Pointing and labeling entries

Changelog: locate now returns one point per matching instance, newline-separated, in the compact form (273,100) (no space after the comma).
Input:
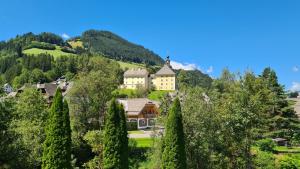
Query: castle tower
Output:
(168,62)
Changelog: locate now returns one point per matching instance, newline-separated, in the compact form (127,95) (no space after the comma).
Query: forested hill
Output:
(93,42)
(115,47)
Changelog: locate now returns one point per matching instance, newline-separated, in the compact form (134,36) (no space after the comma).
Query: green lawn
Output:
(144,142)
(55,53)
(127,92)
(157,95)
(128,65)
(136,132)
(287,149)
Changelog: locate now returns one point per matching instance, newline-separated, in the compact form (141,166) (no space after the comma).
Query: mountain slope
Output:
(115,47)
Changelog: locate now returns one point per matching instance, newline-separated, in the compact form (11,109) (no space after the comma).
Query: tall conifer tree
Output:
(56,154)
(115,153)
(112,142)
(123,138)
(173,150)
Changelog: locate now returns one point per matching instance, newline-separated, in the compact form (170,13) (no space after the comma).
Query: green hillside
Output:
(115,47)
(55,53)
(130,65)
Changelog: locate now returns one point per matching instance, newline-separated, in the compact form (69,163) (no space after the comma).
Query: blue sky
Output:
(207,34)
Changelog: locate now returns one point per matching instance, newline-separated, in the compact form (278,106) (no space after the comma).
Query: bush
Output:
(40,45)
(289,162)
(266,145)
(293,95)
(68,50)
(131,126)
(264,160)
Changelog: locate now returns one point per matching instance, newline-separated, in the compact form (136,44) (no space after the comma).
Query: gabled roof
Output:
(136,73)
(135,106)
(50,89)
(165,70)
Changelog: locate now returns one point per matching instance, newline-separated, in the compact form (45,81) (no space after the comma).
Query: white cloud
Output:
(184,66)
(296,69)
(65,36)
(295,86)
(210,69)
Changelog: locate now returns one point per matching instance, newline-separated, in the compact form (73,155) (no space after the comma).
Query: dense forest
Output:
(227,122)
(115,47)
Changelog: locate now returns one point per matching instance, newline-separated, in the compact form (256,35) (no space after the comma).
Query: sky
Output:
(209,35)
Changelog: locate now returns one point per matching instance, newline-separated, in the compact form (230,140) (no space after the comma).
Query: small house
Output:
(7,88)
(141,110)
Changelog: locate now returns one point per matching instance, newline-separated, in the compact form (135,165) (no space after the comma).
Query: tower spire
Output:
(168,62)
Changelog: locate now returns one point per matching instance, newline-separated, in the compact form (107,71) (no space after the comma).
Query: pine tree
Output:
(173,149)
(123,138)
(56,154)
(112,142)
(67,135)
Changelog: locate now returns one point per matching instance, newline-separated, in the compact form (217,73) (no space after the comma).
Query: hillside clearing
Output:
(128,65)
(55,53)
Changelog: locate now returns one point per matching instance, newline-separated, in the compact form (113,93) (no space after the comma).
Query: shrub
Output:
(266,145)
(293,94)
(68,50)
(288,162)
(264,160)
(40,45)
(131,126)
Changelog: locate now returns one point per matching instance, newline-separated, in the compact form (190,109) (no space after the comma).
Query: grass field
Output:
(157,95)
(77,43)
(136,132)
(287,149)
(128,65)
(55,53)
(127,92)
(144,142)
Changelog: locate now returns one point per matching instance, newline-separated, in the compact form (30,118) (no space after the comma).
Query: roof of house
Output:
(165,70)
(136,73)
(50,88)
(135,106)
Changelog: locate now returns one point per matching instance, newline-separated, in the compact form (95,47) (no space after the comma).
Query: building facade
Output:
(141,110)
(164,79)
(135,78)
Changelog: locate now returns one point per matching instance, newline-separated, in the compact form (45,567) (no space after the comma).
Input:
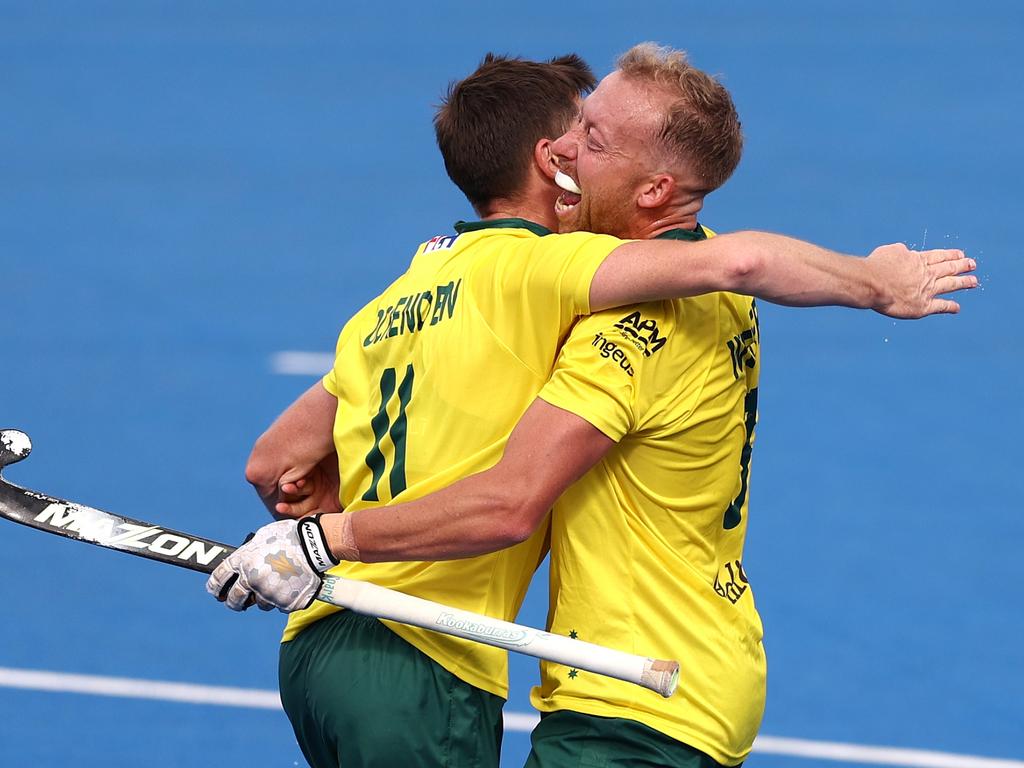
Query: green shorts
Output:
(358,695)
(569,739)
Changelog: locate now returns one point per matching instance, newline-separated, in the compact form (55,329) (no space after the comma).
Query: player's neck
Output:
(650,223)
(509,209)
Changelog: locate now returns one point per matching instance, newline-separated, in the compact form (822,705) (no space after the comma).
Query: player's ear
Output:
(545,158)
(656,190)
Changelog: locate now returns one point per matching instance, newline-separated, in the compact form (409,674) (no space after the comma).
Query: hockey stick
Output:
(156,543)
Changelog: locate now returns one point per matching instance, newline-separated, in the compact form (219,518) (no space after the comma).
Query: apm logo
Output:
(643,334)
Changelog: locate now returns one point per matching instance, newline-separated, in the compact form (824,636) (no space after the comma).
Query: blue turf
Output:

= WHAT YOU ARE ASKED TO DO =
Return the material word for word. Pictures are not part of the copy.

= SOLUTION =
Changelog: locate now returns one point per matching instance, newline-separated, in the compact form (273,100) (no space after the comma).
Input:
Query: castle tower
Output:
(168,62)
Changelog: locate now returns one point per matching instance, newline-separated, in the compact form (127,95) (no space after the comma).
Query: forested hill
Output:
(93,42)
(115,47)
Changelog: locate now returns one point per matching instance, newline-separated, in the compact form (134,36) (no space after the comma).
Query: green lawn
Output:
(144,142)
(55,53)
(127,92)
(157,95)
(128,65)
(136,132)
(287,149)
Changelog: locate now returns one point per matching instance, newline-separated, in the compact form (141,166) (no space after the comma).
Query: mountain slope
Output:
(115,47)
Changelog: locate now returns one point per matching instance, newline-separated, in the compact form (11,109) (no space after the comma).
Query: tall conifer tree
Output:
(56,154)
(115,153)
(112,142)
(123,138)
(173,150)
Changelog: locate now returns one point per matching instance, newline-separated, in the compact form (170,13) (no space after the comma).
Query: green hillside
Output:
(115,47)
(55,53)
(130,65)
Changelog: locate now returns one point per matching instance, newline-separated, in the compact form (69,163) (no space after the comma).
Query: blue sky
Output:
(207,34)
Changelog: locate now returns one point per matching instance, newline-separated, in the compact form (278,106) (no space after the comma).
Query: bush
Output:
(40,45)
(289,162)
(266,145)
(293,95)
(68,50)
(131,126)
(264,160)
Changelog: locate now returns one point per matching instance, newline-separated, in the compact form (136,44) (no space after the comma).
Query: gabled roof
Output:
(136,73)
(135,106)
(50,89)
(165,70)
Changelog: locate now returns one point per matching instance, newline-separated, in the compact form (45,81) (no space after the comma).
Query: white cloud
Output:
(184,66)
(296,69)
(65,36)
(295,86)
(210,69)
Changelog: locate now returns one point per matching instance, newline-separated, in the compact form (73,155) (no space after the comma).
Query: dense forest
Output:
(227,122)
(115,47)
Changelog: locate now returns one point per matching instance, newline-separated, in the compact form (256,35) (no space after the comma).
Query: sky
Output:
(209,35)
Changelog: locate now returns one point per matching instance, newline-separated, in the compact form (230,140) (no space after the comma).
Query: small house
Output:
(7,88)
(141,110)
Changelog: locate now returns one point per matching instance, newline-separated, in the compact form (135,165) (no space after the comma).
Query: tower spire
Output:
(168,62)
Changelog: locate now returns one point per matching instance, newline-separated, in the compact form (107,71) (no space after the comma).
Query: pine tree
Output:
(173,149)
(123,138)
(56,154)
(112,142)
(67,135)
Changelog: locate now returns one point per matching instance, newline-separated, in the compact form (217,73) (no space after the comma).
Query: hillside clearing
Output:
(128,65)
(55,53)
Changelog: locate now returns one point per matching instance, newline-separated, in the compact form (113,93) (no space after the comma).
Query: shrub
Output:
(266,145)
(293,94)
(68,50)
(288,162)
(264,160)
(40,45)
(131,126)
Changelog: locate now returns one point per matching instance, newline-separated, in the compact form (190,109) (no space after the comma).
Query: grass field
Output:
(157,95)
(77,43)
(136,132)
(287,149)
(128,65)
(55,53)
(127,92)
(144,142)
Changelog: locate now returns one point per matching instance, newline-separated, in the compact form (30,118) (no space after the comma).
Query: roof of house
Output:
(165,70)
(136,73)
(50,88)
(135,106)
Changelog: locate now returns one point per matching instance, newline-separated, in the compact form (95,47) (no space after the comma).
Query: building facade
Output:
(141,110)
(164,79)
(135,78)
Changelog: locate now returns one point per matching instance, newline-separated, in the compact form (45,567) (no space after the comma).
Input:
Query: green shorts
Output:
(358,695)
(569,739)
Changelog: locate now returns one point per matching instance, newline-separated, in the compact form (55,329) (no space after the comma).
Query: player's neck
Output:
(650,223)
(509,209)
Changelog: locate now returns one point per matching instance, newline-separated, in the compact form (822,705) (no space after the comma).
Query: player's ear
Output:
(545,158)
(656,190)
Changelog: locate now returns one point per matching instance, newline-separated, in the compact form (409,674) (no space after the comma).
Query: hockey stick
Output:
(156,543)
Changelog: locate now returns one point per matching instance, newline-separated, in the compact form (219,518) (no space after the comma).
Query: apm logo
Output:
(643,334)
Changelog: locate now returns one point per matching instance, newline-separated, in the compact form (824,636) (no space after the comma).
Query: blue turf
Output:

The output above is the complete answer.